Point localization data:
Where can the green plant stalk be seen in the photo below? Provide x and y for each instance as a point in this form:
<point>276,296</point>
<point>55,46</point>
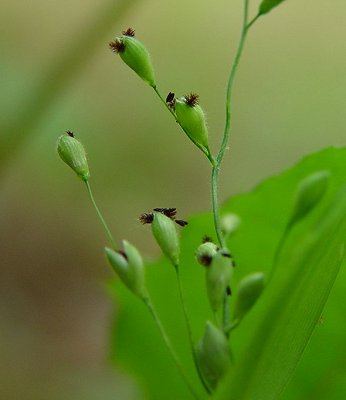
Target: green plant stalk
<point>100,216</point>
<point>226,136</point>
<point>149,304</point>
<point>151,308</point>
<point>188,327</point>
<point>65,68</point>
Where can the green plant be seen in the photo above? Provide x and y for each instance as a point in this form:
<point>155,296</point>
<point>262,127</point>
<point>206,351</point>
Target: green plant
<point>308,255</point>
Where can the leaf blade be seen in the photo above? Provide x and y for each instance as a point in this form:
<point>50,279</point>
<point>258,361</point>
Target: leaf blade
<point>295,307</point>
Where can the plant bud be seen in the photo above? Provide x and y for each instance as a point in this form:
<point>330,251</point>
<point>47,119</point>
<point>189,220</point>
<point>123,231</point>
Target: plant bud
<point>268,5</point>
<point>166,235</point>
<point>310,191</point>
<point>213,355</point>
<point>249,290</point>
<point>135,55</point>
<point>72,152</point>
<point>128,265</point>
<point>218,276</point>
<point>192,119</point>
<point>230,223</point>
<point>205,253</point>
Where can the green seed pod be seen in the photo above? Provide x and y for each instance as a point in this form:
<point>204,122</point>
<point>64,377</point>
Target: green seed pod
<point>249,290</point>
<point>218,276</point>
<point>128,265</point>
<point>166,235</point>
<point>310,191</point>
<point>72,152</point>
<point>135,55</point>
<point>205,253</point>
<point>213,355</point>
<point>230,223</point>
<point>192,119</point>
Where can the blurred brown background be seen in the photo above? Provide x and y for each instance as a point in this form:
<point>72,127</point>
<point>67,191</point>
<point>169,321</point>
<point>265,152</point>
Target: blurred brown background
<point>57,74</point>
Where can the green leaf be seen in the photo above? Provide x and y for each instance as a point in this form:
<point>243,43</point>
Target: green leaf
<point>268,5</point>
<point>291,308</point>
<point>264,212</point>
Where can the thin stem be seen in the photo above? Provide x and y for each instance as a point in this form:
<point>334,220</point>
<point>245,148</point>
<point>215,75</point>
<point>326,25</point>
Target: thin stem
<point>215,204</point>
<point>226,314</point>
<point>169,346</point>
<point>206,151</point>
<point>189,330</point>
<point>102,220</point>
<point>225,140</point>
<point>227,129</point>
<point>252,21</point>
<point>65,68</point>
<point>183,304</point>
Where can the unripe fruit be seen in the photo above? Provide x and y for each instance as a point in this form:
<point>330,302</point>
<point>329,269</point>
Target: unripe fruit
<point>135,55</point>
<point>166,235</point>
<point>192,119</point>
<point>72,152</point>
<point>213,355</point>
<point>128,265</point>
<point>218,276</point>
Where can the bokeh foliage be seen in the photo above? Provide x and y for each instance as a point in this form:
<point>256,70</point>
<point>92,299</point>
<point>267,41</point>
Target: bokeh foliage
<point>305,267</point>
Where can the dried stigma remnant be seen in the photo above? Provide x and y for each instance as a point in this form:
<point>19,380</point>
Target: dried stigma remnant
<point>147,218</point>
<point>170,100</point>
<point>192,99</point>
<point>117,46</point>
<point>129,32</point>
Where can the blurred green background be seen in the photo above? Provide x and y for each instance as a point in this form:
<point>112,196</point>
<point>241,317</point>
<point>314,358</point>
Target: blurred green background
<point>57,74</point>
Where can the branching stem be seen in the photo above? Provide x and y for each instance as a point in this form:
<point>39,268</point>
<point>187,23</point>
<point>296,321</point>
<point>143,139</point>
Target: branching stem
<point>100,216</point>
<point>169,346</point>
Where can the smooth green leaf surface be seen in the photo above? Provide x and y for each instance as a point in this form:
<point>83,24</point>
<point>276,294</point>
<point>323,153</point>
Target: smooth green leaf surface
<point>264,213</point>
<point>268,5</point>
<point>291,308</point>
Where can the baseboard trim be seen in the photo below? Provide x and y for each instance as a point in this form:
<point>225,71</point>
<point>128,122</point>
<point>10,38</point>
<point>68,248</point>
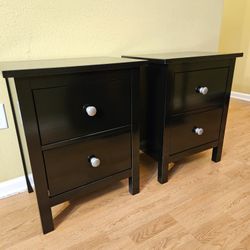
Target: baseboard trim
<point>14,186</point>
<point>240,96</point>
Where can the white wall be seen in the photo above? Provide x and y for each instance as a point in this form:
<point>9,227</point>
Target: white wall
<point>34,29</point>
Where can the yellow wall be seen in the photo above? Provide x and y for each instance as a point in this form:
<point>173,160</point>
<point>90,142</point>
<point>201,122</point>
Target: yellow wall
<point>235,36</point>
<point>61,28</point>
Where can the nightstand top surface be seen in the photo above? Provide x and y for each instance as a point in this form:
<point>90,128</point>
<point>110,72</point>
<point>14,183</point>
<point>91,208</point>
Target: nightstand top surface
<point>173,57</point>
<point>63,65</point>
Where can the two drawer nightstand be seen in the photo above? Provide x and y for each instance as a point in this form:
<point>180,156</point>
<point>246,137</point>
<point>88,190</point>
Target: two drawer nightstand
<point>185,98</point>
<point>80,122</point>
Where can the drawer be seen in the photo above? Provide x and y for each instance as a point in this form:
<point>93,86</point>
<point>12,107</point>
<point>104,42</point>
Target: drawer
<point>188,91</point>
<point>70,166</point>
<point>186,130</point>
<point>84,104</point>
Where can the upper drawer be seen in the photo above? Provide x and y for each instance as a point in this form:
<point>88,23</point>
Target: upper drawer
<point>198,89</point>
<point>62,110</point>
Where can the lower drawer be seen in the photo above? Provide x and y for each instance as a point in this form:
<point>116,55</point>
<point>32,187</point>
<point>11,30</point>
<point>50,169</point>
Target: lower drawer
<point>189,131</point>
<point>78,164</point>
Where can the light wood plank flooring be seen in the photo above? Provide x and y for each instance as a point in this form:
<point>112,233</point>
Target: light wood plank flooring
<point>203,206</point>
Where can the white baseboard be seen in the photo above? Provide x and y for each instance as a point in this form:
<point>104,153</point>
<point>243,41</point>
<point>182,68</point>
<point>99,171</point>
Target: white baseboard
<point>14,186</point>
<point>240,96</point>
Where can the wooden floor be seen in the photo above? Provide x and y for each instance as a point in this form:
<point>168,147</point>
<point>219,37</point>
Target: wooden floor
<point>203,206</point>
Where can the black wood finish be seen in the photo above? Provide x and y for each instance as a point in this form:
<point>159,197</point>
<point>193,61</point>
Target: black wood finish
<point>69,167</point>
<point>29,186</point>
<point>173,106</point>
<point>185,96</point>
<point>62,140</point>
<point>61,111</point>
<point>182,134</point>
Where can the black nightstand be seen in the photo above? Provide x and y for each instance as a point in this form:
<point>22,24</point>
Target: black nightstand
<point>80,118</point>
<point>185,98</point>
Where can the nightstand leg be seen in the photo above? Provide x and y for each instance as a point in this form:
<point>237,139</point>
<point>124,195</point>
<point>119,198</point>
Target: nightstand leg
<point>46,219</point>
<point>217,152</point>
<point>162,171</point>
<point>134,186</point>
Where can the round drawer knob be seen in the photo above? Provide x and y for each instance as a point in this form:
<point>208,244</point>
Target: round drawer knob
<point>91,110</point>
<point>199,131</point>
<point>95,162</point>
<point>202,90</point>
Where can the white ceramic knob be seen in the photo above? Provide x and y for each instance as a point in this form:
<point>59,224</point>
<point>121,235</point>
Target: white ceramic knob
<point>95,162</point>
<point>91,110</point>
<point>203,90</point>
<point>199,131</point>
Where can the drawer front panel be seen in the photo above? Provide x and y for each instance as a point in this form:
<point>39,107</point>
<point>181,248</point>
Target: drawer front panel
<point>62,111</point>
<point>189,131</point>
<point>70,166</point>
<point>189,89</point>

> _Exercise description_:
Only the number is wanted here. How many lines in the entries contain "below"?

> _Written response_:
2